[Dataset records]
= = = =
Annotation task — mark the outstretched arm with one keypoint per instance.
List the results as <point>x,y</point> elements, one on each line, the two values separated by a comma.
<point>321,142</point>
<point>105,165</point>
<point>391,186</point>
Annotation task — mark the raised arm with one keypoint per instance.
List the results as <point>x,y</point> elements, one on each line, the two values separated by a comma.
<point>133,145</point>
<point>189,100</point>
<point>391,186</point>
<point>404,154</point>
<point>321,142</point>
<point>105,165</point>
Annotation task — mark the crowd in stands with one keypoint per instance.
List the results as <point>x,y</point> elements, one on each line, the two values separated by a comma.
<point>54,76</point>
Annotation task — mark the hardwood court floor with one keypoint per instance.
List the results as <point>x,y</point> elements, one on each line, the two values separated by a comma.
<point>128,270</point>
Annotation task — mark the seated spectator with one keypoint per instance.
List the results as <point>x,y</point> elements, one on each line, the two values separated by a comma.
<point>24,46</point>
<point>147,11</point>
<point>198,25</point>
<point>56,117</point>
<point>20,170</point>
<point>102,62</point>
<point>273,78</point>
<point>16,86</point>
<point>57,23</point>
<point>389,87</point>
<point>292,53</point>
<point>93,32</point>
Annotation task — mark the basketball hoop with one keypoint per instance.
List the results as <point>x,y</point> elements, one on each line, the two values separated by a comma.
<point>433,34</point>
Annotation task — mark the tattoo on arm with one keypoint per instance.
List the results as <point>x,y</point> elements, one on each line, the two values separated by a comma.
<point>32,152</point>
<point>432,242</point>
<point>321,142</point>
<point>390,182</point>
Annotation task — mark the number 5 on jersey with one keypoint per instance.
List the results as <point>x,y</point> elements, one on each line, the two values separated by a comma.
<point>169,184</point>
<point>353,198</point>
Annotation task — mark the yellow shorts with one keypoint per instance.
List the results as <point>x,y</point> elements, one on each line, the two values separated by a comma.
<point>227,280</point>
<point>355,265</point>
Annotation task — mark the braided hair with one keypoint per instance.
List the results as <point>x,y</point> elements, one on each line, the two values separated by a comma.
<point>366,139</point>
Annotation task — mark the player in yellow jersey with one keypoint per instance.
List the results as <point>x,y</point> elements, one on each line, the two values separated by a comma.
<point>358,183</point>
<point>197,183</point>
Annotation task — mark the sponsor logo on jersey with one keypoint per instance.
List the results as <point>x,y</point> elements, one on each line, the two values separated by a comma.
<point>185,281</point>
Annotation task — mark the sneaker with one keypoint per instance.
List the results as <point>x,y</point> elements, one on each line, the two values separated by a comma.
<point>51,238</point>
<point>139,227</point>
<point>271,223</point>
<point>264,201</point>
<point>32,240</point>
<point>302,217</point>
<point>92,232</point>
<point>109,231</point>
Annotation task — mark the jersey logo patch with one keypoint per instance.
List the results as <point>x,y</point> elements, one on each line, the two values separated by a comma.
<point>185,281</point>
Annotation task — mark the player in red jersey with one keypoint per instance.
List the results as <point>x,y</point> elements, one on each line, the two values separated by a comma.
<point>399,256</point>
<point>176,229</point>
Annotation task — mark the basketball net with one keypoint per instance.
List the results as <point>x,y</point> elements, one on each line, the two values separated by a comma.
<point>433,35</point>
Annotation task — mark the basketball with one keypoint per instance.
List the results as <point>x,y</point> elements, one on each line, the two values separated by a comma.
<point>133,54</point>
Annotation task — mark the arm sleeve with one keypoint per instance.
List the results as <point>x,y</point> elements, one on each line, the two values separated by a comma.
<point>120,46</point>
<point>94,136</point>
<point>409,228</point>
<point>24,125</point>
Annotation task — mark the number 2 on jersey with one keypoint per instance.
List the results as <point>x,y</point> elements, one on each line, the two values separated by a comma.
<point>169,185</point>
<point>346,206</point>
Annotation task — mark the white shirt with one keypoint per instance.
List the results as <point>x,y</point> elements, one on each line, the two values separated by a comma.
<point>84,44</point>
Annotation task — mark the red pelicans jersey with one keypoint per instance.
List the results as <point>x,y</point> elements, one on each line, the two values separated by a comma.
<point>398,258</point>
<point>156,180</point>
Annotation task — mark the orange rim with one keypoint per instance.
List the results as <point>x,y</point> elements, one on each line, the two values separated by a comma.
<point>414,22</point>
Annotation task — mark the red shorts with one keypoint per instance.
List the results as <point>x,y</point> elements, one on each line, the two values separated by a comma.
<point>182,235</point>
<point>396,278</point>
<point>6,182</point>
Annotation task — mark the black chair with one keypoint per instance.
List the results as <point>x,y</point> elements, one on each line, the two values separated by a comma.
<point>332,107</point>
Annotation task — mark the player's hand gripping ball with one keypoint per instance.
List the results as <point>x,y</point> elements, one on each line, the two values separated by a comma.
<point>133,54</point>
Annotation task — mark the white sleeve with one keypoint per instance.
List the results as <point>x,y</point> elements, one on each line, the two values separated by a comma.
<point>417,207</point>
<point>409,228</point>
= = = =
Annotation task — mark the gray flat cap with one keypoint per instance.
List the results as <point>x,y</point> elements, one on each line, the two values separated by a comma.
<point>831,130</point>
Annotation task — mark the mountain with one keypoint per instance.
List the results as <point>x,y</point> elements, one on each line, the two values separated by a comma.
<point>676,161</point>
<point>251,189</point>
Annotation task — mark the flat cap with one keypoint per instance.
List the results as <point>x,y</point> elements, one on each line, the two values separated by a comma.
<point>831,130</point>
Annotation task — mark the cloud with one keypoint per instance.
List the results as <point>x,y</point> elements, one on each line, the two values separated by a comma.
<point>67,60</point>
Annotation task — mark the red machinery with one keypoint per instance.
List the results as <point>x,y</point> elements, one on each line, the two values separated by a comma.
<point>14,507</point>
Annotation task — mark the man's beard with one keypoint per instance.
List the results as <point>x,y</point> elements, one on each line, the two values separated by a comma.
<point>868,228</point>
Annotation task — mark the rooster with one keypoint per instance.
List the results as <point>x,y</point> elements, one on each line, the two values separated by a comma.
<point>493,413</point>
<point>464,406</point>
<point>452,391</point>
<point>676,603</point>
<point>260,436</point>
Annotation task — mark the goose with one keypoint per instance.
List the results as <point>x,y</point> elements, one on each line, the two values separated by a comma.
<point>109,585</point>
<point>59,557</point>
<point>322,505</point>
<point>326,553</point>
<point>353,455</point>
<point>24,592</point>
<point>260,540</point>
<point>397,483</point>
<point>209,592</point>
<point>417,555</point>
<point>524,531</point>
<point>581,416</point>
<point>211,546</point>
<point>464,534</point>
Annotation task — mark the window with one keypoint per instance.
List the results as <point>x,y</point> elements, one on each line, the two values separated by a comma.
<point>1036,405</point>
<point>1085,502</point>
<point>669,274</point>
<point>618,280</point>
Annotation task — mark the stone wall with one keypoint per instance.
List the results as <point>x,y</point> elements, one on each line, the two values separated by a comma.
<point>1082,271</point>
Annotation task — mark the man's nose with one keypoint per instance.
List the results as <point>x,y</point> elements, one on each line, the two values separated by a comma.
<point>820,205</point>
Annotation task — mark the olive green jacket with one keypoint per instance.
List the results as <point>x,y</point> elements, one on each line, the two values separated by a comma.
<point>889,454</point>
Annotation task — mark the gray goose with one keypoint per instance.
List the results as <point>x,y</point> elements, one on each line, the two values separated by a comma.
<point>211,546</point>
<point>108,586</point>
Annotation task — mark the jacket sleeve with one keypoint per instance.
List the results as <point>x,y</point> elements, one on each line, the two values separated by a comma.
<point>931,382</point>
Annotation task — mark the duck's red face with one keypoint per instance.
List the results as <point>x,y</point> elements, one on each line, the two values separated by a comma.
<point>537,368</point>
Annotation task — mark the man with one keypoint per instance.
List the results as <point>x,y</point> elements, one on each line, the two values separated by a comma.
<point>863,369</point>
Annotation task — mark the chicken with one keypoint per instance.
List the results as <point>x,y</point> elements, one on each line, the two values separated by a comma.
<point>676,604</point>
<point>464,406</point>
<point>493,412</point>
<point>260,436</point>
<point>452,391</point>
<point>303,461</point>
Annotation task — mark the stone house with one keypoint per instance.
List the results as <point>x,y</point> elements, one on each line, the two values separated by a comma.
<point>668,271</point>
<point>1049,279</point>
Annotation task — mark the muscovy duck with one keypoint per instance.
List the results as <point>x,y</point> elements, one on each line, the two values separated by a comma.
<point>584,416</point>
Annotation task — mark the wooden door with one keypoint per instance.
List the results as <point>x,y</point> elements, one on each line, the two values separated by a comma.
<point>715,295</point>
= = = =
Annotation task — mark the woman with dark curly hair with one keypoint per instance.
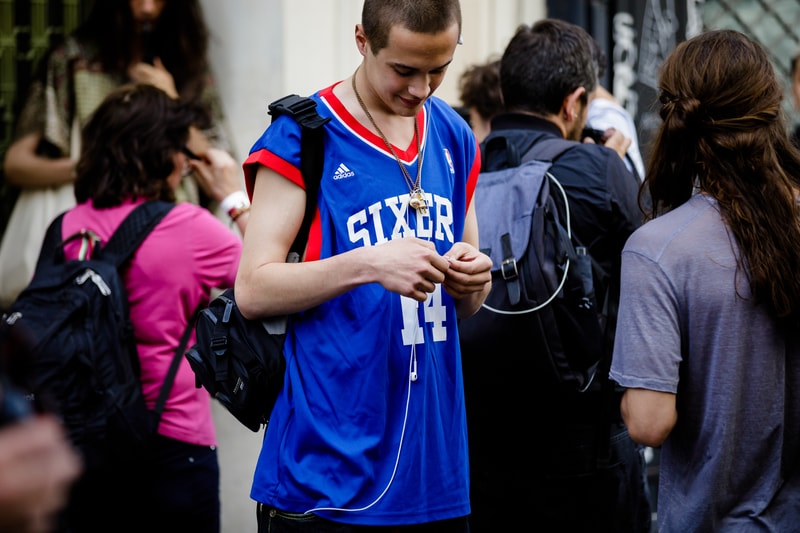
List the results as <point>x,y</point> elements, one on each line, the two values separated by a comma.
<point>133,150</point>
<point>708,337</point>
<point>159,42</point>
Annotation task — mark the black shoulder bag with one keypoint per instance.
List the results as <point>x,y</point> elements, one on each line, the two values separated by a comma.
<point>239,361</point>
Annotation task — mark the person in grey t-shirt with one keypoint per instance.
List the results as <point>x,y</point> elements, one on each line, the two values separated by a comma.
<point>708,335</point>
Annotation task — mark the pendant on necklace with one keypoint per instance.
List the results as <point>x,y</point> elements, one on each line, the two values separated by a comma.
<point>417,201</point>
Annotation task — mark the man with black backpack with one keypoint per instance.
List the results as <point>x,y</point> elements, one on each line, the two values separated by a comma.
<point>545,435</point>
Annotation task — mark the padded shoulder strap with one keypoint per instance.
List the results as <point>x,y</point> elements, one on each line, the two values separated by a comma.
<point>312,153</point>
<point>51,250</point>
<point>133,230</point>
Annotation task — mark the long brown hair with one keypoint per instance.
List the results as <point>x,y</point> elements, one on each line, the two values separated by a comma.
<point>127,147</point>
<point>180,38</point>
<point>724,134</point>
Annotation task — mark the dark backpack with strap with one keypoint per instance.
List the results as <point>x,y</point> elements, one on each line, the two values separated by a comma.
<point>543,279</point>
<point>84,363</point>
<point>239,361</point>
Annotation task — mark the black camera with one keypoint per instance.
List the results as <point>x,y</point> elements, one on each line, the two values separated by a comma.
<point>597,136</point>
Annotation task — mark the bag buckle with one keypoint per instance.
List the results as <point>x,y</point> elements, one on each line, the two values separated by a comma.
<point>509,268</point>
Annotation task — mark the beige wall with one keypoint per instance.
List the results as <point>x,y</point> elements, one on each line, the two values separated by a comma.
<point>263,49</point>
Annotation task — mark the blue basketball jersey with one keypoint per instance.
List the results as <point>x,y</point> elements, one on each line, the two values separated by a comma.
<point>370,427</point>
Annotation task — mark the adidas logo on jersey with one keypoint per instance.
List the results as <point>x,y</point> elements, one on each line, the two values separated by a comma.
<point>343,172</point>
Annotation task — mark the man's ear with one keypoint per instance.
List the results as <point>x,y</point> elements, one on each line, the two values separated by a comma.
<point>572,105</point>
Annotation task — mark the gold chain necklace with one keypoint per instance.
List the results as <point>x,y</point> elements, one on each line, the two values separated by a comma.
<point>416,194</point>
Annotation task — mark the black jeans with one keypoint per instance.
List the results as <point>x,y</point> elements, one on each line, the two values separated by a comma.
= = = =
### Exercise prompt
Can you rewrite the records between the lines holding "Annotation task — mark the chicken" and "<point>715,295</point>", inclusive, swapping "stone house" for "brick house" and leaving everything else unchanged? Give only those lines.

### Written solution
Annotation task — mark the chicken with one keypoint per instance.
List the results as <point>x,y</point> elements, one on each line, the two values separated by a comma.
<point>676,604</point>
<point>464,406</point>
<point>493,412</point>
<point>260,436</point>
<point>452,391</point>
<point>303,461</point>
Annotation task — mark the brick house with one keypoint per instance.
List the results as <point>x,y</point> elements, one on each line, the two values separated by a comma.
<point>668,271</point>
<point>1049,279</point>
Annotation task — mark the muscovy duck with one keypoint per instance.
List the results as <point>x,y</point> elements, one on each line, the two values separated by a comma.
<point>584,416</point>
Annotation task — mark the wooden door with one keypoint per instance.
List the results as <point>x,y</point> elements, one on each line, the two values separated by a comma.
<point>715,295</point>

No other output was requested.